Some records

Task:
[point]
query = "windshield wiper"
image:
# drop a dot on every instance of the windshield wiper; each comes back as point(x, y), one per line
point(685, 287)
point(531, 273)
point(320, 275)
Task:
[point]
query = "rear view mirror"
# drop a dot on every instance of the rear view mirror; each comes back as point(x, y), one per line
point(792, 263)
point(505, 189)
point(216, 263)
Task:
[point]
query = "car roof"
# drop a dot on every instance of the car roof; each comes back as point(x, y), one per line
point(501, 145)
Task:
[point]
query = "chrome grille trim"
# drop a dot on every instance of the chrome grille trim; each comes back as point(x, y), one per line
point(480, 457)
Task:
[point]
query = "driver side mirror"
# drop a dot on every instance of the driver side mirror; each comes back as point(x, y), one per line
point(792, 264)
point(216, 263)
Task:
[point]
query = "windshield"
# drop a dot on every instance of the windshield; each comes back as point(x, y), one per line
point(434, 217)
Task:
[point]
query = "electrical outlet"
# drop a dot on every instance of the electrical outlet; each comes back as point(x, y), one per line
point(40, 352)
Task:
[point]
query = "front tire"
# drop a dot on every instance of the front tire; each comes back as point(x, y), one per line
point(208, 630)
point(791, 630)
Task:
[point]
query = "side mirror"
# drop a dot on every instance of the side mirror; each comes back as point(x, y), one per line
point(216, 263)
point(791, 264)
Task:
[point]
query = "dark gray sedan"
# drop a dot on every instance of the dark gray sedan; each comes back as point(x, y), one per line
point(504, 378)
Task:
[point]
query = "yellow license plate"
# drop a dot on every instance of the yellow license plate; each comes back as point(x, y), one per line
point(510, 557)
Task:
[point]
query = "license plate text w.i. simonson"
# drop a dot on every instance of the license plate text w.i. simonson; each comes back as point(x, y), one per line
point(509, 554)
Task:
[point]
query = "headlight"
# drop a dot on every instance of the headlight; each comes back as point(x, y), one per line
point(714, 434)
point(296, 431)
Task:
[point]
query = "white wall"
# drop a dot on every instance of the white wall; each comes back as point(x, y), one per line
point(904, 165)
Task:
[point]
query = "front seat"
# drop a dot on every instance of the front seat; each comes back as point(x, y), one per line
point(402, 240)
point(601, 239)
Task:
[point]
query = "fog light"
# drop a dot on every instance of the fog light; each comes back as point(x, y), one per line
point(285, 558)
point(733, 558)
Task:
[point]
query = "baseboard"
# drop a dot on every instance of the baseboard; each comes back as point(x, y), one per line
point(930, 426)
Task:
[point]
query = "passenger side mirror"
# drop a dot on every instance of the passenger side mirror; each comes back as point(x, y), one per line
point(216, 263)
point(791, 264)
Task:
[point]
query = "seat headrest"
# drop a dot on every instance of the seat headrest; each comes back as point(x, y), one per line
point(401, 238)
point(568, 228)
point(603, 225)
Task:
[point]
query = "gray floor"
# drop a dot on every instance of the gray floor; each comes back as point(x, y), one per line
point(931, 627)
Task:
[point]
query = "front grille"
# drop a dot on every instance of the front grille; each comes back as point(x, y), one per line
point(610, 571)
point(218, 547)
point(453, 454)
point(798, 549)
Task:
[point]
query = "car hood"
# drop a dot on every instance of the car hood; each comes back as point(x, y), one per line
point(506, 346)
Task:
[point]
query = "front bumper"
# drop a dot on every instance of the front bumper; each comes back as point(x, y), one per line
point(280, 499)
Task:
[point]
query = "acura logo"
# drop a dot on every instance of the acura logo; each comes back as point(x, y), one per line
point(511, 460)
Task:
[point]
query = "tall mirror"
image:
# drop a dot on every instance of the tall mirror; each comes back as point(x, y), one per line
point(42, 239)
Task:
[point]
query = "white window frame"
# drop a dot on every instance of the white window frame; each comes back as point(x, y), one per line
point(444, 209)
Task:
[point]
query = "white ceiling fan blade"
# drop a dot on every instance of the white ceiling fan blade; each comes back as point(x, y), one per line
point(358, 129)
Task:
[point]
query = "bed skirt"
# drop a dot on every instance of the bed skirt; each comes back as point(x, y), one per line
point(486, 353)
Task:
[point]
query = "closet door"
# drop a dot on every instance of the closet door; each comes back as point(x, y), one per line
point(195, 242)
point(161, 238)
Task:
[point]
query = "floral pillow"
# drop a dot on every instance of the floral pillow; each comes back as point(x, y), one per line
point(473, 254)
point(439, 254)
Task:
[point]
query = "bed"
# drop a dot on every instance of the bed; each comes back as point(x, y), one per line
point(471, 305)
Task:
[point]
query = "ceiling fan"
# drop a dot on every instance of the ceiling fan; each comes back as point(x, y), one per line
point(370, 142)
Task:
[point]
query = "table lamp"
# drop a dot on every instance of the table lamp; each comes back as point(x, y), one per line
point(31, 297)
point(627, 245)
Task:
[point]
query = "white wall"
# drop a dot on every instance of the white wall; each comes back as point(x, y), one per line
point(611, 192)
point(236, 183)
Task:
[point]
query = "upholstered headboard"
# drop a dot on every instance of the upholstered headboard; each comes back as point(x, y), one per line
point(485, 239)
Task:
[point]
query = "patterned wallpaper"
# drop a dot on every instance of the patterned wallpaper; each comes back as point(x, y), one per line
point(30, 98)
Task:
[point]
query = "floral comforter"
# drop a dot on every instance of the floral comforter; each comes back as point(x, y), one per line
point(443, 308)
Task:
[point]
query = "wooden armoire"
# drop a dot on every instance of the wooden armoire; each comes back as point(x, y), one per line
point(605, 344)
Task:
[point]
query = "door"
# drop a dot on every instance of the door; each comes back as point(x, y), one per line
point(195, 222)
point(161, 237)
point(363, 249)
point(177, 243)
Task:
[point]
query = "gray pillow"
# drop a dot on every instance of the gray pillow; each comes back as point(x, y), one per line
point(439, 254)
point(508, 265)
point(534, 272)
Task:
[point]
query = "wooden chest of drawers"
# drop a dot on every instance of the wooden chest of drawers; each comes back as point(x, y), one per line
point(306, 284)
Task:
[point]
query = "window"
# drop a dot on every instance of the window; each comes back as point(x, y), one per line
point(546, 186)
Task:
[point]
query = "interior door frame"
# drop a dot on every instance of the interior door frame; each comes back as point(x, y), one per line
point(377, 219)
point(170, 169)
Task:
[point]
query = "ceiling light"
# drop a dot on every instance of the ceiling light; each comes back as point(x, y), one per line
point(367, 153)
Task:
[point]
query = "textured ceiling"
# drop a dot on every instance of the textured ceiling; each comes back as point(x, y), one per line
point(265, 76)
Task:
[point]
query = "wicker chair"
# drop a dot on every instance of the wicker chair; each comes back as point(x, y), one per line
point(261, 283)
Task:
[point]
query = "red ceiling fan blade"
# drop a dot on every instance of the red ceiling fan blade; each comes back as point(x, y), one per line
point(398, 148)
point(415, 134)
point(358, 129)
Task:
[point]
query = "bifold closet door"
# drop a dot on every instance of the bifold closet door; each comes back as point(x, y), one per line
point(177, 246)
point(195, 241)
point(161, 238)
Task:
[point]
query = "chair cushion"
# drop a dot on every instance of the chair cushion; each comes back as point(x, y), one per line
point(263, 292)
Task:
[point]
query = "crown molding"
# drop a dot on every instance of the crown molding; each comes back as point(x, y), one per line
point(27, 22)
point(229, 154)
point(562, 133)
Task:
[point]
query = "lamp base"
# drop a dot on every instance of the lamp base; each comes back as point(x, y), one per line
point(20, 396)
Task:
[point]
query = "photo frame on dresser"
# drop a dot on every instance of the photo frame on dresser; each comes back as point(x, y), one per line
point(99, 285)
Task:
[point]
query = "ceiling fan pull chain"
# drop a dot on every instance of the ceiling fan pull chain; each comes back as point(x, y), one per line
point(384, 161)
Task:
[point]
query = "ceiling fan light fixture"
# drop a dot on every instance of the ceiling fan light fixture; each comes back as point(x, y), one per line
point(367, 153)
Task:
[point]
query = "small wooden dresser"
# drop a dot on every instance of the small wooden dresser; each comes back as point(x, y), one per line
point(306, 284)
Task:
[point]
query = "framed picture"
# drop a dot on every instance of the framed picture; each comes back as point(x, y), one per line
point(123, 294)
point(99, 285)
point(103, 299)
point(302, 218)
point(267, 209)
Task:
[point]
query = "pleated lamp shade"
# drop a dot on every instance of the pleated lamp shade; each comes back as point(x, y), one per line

Aim - Rewrite the records as a two-column CSV with the headers text and answer, one row per record, starting at the beginning of the records and going on through the line that contains "point(434, 217)". Put each record's text and its answer in one quoted field apiece, with line breaks turned into spaces.

Answer to this exercise -
text,answer
"Task: [point] query = ""windshield wiper"" image: # drop a dot on every instance of the windshield wiper; each comes back as point(x, y), one per line","point(685, 287) point(531, 273) point(320, 275)"
"Task: [point] query = ""rear view mirror"" # drop a dot on every instance of the rear view mirror; each comes back as point(x, y), one per line","point(792, 263) point(505, 189) point(216, 263)"
"Task: [point] query = ""car roof"" # drop a dot on every instance of the car roof; each comes back as point(x, y), one per line","point(501, 145)"
"Task: [point] query = ""chrome grille trim"" # drop a dot on every instance of the chrome grille trim; each comes back as point(x, y), one per line","point(480, 457)"
"Task: [point] query = ""driver side mirror"" # drop a dot on every instance of the driver side mirror; each comes back as point(x, y), one per line","point(792, 264) point(216, 263)"
"Task: [point] query = ""windshield"" # drop a dot on every instance of the windshield; each comes back as point(x, y), one per line","point(434, 217)"